• LISTED RECORDS:
========================================================================

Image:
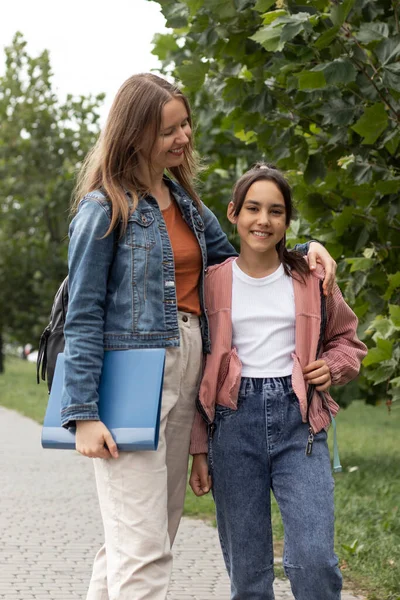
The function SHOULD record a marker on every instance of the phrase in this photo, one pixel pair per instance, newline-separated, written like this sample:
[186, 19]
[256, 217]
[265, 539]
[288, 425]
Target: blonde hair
[112, 163]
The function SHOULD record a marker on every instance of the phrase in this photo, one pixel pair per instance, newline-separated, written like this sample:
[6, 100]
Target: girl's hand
[317, 253]
[94, 440]
[318, 374]
[200, 480]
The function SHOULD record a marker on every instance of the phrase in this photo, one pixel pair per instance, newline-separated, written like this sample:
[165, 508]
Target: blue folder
[130, 394]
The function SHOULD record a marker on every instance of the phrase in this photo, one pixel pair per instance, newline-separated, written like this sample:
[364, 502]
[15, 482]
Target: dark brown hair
[134, 117]
[266, 172]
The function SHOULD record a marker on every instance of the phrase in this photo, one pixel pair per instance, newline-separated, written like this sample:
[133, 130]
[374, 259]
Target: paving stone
[50, 527]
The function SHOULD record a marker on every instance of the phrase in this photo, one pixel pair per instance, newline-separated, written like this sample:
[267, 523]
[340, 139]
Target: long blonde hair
[112, 162]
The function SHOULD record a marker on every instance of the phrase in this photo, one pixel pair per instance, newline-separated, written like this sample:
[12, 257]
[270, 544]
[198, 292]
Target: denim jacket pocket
[141, 230]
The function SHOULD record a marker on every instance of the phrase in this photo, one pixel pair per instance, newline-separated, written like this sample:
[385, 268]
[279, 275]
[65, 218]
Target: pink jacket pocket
[229, 381]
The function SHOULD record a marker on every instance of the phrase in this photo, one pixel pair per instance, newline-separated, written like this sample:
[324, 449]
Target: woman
[140, 243]
[264, 393]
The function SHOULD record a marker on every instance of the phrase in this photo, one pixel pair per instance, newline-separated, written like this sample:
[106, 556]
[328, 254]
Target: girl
[140, 242]
[277, 346]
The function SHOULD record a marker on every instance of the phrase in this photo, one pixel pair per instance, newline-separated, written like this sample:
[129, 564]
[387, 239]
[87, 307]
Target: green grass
[367, 501]
[19, 390]
[367, 493]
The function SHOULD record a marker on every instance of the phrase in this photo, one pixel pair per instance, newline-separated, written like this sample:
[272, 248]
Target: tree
[313, 87]
[42, 142]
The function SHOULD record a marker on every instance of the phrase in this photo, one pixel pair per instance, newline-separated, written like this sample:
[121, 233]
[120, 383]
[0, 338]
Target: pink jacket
[342, 350]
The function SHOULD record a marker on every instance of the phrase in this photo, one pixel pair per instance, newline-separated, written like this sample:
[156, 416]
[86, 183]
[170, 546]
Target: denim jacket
[122, 289]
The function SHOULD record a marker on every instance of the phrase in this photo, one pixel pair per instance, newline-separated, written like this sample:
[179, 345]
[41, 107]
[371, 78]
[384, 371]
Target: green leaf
[382, 327]
[263, 5]
[394, 283]
[394, 312]
[388, 50]
[248, 137]
[327, 38]
[341, 70]
[391, 76]
[164, 44]
[382, 352]
[340, 11]
[372, 32]
[388, 186]
[269, 38]
[373, 122]
[290, 31]
[342, 221]
[311, 80]
[360, 264]
[392, 144]
[381, 373]
[193, 74]
[315, 169]
[272, 15]
[225, 9]
[194, 6]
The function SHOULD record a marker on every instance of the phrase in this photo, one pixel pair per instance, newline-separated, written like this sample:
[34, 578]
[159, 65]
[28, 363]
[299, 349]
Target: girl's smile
[261, 222]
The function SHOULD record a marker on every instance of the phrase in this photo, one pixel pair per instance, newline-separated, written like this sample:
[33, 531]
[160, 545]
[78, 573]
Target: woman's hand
[318, 374]
[317, 253]
[93, 439]
[200, 480]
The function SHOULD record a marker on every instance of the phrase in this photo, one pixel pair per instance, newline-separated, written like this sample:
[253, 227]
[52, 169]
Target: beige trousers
[141, 494]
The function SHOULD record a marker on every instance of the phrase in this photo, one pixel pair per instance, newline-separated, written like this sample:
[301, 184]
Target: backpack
[52, 339]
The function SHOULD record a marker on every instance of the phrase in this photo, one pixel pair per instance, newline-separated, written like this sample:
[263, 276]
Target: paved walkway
[50, 527]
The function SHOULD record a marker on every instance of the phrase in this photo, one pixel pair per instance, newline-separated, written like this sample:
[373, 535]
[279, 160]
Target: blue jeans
[258, 448]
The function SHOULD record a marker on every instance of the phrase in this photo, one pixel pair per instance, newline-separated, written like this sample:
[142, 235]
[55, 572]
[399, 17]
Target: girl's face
[174, 135]
[261, 223]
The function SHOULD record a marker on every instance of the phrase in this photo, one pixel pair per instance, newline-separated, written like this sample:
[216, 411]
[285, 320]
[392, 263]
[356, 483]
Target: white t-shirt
[263, 319]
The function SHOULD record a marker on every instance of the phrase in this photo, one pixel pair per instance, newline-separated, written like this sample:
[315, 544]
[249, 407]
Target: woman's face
[174, 135]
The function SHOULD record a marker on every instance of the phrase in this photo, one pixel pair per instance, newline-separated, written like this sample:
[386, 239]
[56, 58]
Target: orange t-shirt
[187, 258]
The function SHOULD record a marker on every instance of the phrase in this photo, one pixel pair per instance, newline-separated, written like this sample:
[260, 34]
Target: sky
[94, 45]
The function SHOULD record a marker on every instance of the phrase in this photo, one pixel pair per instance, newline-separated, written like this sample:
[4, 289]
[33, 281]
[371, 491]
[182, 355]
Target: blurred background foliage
[42, 142]
[314, 87]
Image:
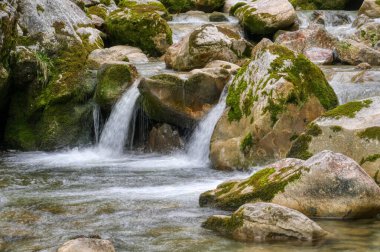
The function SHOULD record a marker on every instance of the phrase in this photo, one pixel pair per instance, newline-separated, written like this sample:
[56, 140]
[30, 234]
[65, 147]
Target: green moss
[143, 29]
[372, 133]
[247, 143]
[348, 110]
[336, 128]
[177, 6]
[98, 10]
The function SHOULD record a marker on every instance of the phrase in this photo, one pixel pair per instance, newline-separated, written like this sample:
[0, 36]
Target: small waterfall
[199, 145]
[115, 132]
[96, 117]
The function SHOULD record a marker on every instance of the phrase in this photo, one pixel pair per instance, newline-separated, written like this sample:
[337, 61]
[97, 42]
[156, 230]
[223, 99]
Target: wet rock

========================================================================

• EXERCISE AIM: Reproduce the full listing above verbatim, with no pictures included.

• SOLUTION FOR THIS PROBLEM:
Image:
The function SHOULD record a marker on every instance of the phrase in this photo, one pixel pair per instance, newline-separated, written like this sample:
[186, 19]
[256, 217]
[265, 539]
[288, 425]
Target: blonde hair
[112, 163]
The function SHOULD record a marker on every instance of the phrase in this photo, one pixel pair per instance, newline-separated, written like this sample:
[6, 100]
Target: girl's hand
[317, 253]
[94, 440]
[318, 374]
[200, 480]
The function SHOULD record a marker on every instance of the phrase in this photo, one pixel pair per instance, newline-separated, written like this sample:
[165, 508]
Target: blue folder
[130, 394]
The function SHOULD record a marker on every instance of the phrase in this photo, one pixel pair per instance, newline-separated, written like this sample:
[364, 502]
[15, 482]
Target: dark brown hair
[134, 117]
[266, 172]
The function SHOULD record a marker on every instance of the phrase in this photo, one pixel pair per instance, newline-separated, written like this sample:
[133, 130]
[374, 259]
Target: paving stone
[50, 527]
The function SHOULD record a marker on every instance of the phrase in this photo, one pixel pair per instance, newline-separated, written like this sample:
[267, 523]
[340, 139]
Target: long blonde hair
[112, 162]
The function SHOULD record a marker on every instance of the phrase in this photo, one pixel pair per instance, newline-separated, written like this sample:
[12, 257]
[270, 544]
[198, 292]
Target: denim jacket pocket
[141, 230]
The function SHOULD record a marker on every instance of the phrase in this photo, one pixel pair per instance, newline-separated, written like this sample:
[385, 268]
[279, 275]
[65, 218]
Target: pink jacket pocket
[229, 381]
The function SHOULD record a marker on every instance of the phrase in this photo, one pixel pair per instance, newline-separated, written like this sample:
[324, 449]
Target: woman
[140, 243]
[264, 393]
The function SHOULD record a marker on every instance of the phrase in this photo, one pixel pair per instance, newline-separated, written like this sample:
[106, 556]
[328, 254]
Target: girl
[140, 242]
[277, 346]
The function SHOULD record a marker on every instance of the phrase in this photo, one pixel pair per instance, newline-separated, written like this sample:
[129, 564]
[387, 239]
[87, 307]
Target: green grass
[367, 501]
[19, 390]
[367, 493]
The function SHOULD record a marker on every instance of the phrase in this photo, one pixel pair per instance, newline-separated, written like this sample:
[272, 248]
Target: tree
[313, 87]
[42, 142]
The function SHOULD record a marker on every instance of the phrase in this photo, one pixel pair per instance, newline-separated, written like this sample:
[121, 233]
[120, 383]
[0, 338]
Target: pink jacket
[342, 350]
The function SHOULD record a marker on every instance of the phrase in this photo, one pixel pair per instance, newline-separated, written like this sample:
[156, 416]
[86, 183]
[170, 546]
Target: denim jacket
[122, 289]
The function SHOULD record a marker on every instance of the phrase in this photo, one pixel pair per instance, newline-separated, written like this sample:
[179, 345]
[41, 107]
[371, 78]
[384, 371]
Target: green leaf
[382, 327]
[263, 5]
[394, 283]
[394, 312]
[388, 50]
[248, 137]
[327, 38]
[341, 70]
[391, 76]
[164, 44]
[382, 352]
[340, 11]
[372, 32]
[388, 186]
[269, 38]
[373, 122]
[290, 31]
[342, 221]
[311, 80]
[360, 264]
[392, 144]
[381, 373]
[193, 74]
[315, 169]
[272, 15]
[225, 9]
[194, 6]
The function SHOULD record a marker on every instance of the phrase in this photo, one pixel pair per instance, newline-separated, written like this sample:
[34, 578]
[159, 65]
[28, 363]
[299, 349]
Target: girl's smile
[261, 222]
The function SHOULD record a marker on every instance of the phrase in this photo, one pixel pair per instance, newline-separated, written like this sample:
[33, 531]
[160, 545]
[78, 573]
Target: woman's hand
[318, 374]
[317, 253]
[93, 439]
[200, 480]
The function SHOULD record a marker on every instance of the phrase in this photo, one pixel pair per instance, newline-separated, written like this sample:
[253, 227]
[52, 169]
Target: beige trousers
[141, 494]
The function SHOULD record a marker on every instance of the phrase in this photo, one pixel pair per instance, newline-separated, written like this sample:
[301, 184]
Target: backpack
[52, 339]
The function SHOULD record a marker on every instance of the phrase in this photo, one pixel pair per instance, newline-separated, written like this sample:
[263, 276]
Target: paved walkway
[50, 527]
The function SHOULD record a marker on every instance of the phrase in this photo, one pixel pair per instance, newline-separated, written like this sample:
[373, 535]
[279, 160]
Target: blue jeans
[258, 448]
The function SHOULD record a marker on every instance of the phrase in this photo, one pixel pair per instance, newline-separated, written like this sample:
[142, 235]
[55, 572]
[399, 17]
Target: girl's face
[174, 135]
[261, 223]
The function SHOULD record a marker on every instance of the phrase in this photo, one pixel pair per instance, newline-separated, written like this sample:
[216, 411]
[285, 320]
[392, 263]
[356, 483]
Target: white t-shirt
[263, 319]
The function SHOULD record a marker on every instance of the phrase in this photo, one pixel pair per instance, newline-separated, written like this sample:
[315, 544]
[249, 407]
Target: woman's face
[174, 135]
The function SHOULD record a marker on every instance of the phrase in this photo, one pixel pair per instance, newline-separated, written like this sample:
[386, 239]
[56, 58]
Target: orange t-shirt
[187, 258]
The function SHOULD record a marker on every instance of the phrase in this photo, one pixel pair per instance, newline-separated, written like this sample:
[260, 34]
Target: sky
[94, 45]
The function SHOULD record a marker on every instance of the phrase in this photo, one pixel pair per instance, newline-separated, written like this sample:
[4, 289]
[33, 281]
[371, 491]
[182, 355]
Target: blurred background foliage
[42, 142]
[314, 87]
Image:
The function SHOULD record a marker on every instance of the phrase in this photo, one pixel pair per instance, newline-separated, written like this sample:
[56, 140]
[30, 234]
[65, 147]
Target: green moss
[143, 29]
[372, 133]
[247, 143]
[348, 110]
[336, 128]
[177, 6]
[98, 10]
The function SHOULD record a marker on every instance of the phrase in this photo, one pixel pair per instance, newline-separated, written like this sample:
[0, 36]
Target: small waterfall
[199, 145]
[115, 132]
[96, 117]
The function SHOULD record a marker on every instance of the phrase in this photo, one pixel pair per instance, newline-separated, written like this sample:
[337, 61]
[97, 42]
[156, 230]
[223, 99]
Target: wet rock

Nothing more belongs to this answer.